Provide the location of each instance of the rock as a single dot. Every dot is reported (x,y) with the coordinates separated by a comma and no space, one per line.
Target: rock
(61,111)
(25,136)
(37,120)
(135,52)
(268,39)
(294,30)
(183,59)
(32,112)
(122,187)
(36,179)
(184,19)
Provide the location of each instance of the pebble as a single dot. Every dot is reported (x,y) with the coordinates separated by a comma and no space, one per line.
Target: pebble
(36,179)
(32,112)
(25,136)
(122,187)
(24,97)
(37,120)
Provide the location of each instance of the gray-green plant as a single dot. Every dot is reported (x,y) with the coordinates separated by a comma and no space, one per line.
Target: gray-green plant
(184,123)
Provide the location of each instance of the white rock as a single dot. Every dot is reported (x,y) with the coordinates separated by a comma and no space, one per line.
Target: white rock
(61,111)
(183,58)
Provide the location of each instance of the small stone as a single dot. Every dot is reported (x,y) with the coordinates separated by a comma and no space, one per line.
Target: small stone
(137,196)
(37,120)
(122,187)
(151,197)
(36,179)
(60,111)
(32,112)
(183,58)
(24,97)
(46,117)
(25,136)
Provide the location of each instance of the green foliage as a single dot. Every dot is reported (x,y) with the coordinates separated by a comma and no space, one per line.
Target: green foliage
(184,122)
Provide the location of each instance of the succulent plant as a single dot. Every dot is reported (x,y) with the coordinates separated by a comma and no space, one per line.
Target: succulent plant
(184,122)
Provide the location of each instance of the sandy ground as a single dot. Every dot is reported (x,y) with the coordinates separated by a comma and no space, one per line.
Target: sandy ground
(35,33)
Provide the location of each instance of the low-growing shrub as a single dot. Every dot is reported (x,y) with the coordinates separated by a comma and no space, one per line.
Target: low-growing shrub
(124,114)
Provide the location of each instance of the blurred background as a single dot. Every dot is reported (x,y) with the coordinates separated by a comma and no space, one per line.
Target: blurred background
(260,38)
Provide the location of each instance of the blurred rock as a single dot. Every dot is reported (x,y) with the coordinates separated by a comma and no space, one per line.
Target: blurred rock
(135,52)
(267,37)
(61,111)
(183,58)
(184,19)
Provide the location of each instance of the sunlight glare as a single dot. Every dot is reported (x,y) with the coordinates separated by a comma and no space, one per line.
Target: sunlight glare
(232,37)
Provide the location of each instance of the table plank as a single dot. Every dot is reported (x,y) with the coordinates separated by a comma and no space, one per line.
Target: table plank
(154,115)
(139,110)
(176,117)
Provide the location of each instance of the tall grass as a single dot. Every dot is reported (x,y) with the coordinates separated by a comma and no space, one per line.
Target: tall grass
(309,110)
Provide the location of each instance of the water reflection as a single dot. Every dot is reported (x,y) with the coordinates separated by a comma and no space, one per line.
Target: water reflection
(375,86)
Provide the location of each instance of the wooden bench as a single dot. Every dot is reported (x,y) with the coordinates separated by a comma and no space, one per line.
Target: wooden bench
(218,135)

__THE TASK__: Could you repeat the material word for word, starting at the line that contains "Provide the location of each instance of the sunlight" and ending at the final line of the material?

__SOLUTION FOR THIS TASK__:
Provide the location of each instance of the sunlight glare as a single dot. Every dot is reported (x,y) with the coordinates separated by a comma and no space, one per line.
Target: sunlight glare
(232,37)
Provide the location of each instance of the table plank as a single dot. Every dot is reported (x,y) with the coordinates separated by a comma and no space, one per line.
Target: table plank
(154,115)
(139,110)
(176,117)
Provide the location of each instance of the tall grass as a single dot. Every dot is reported (x,y) with the coordinates separated by a comma and no space, one per line.
Target: tall grass
(309,110)
Provide the location of each instance of the water reflection as a single dot. Every dot is reported (x,y) with the coordinates separated by a comma and no space, one per line.
Target: water reflection
(375,86)
Provide the location of each instance of the wooden bench as a single dot. Every dot is reported (x,y) with the coordinates separated by a comma and no space, one per line.
Target: wooden bench
(218,135)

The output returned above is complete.